#### TASK INPUTS

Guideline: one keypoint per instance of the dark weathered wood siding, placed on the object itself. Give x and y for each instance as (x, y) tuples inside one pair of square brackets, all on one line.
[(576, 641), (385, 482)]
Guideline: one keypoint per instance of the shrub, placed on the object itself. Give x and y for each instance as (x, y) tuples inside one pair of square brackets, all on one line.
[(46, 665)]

########
#### TASK INPUTS

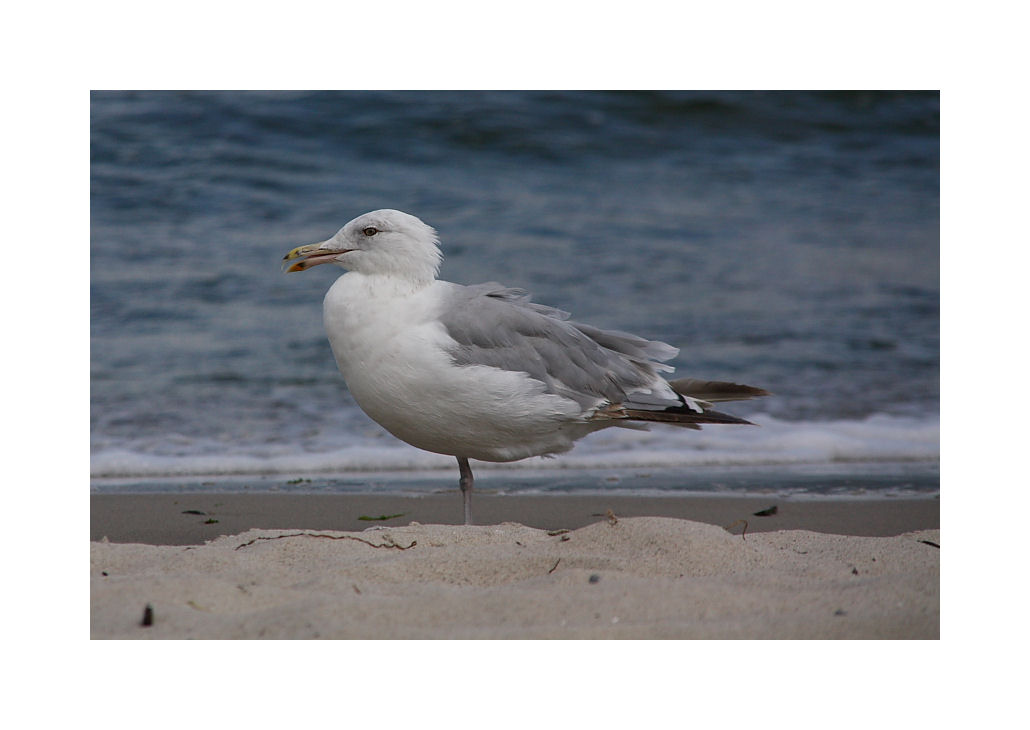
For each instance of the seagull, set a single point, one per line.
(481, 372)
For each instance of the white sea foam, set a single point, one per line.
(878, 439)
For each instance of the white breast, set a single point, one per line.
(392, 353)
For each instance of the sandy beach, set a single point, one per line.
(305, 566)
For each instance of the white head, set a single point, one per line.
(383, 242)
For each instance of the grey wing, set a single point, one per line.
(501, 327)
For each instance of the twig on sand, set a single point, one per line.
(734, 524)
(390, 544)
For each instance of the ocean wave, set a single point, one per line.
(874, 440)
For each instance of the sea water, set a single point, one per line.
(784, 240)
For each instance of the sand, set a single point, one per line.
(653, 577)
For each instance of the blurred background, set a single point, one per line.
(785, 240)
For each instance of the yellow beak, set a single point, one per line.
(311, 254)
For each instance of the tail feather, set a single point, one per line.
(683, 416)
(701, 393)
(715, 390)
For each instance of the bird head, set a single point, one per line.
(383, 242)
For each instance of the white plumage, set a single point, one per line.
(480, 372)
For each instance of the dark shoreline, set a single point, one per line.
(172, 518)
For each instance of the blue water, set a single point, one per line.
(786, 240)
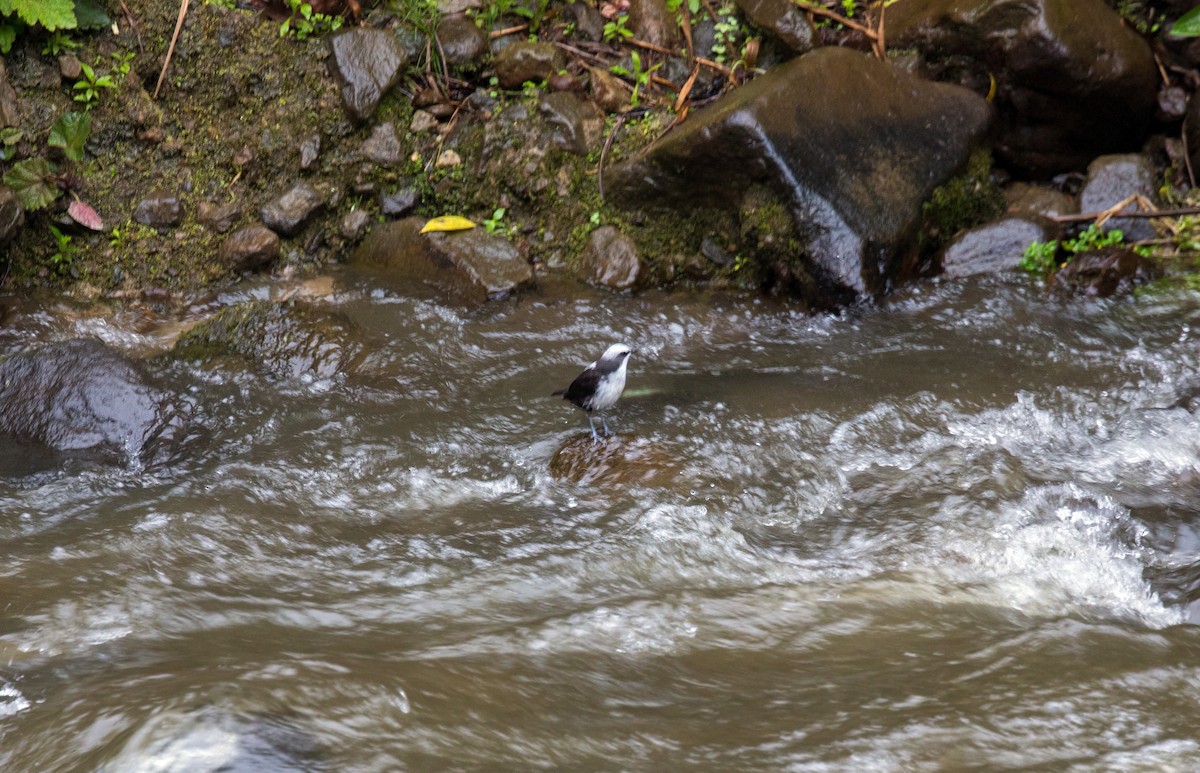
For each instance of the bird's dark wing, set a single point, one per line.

########

### [INSTRUCTIONS TO FOLLOW]
In the listing above, find the line containing "For each instance of the ocean" and the line containing "For each instance of the bird's", then return both of them and every line between, exactly, without pictures.

### [SOLUTION TO THE PROBLEM]
For each instance of the ocean wave, set a single point, one per line.
(874, 440)
For each instance of the sea water, set a single point, one per line.
(784, 240)
For each instance of the sand, set a single point, one per line.
(653, 577)
For each instance of the blurred background, set a single point, one per line.
(785, 240)
For each instance of the yellow beak, set a single point, one per line.
(311, 254)
For each instance of the tail feather, set a single point, one per line.
(683, 416)
(701, 393)
(715, 390)
For each instance of the bird head, set a single point, one per line.
(383, 242)
For each instance of the white plumage, set a single point, one per line.
(480, 372)
For each instance of the dark shoreline, set a single point, one per line.
(172, 518)
For each instance of the blue water, set a single point, one per line.
(786, 240)
For each instance of the bird's dark wing, set a single point, one per line.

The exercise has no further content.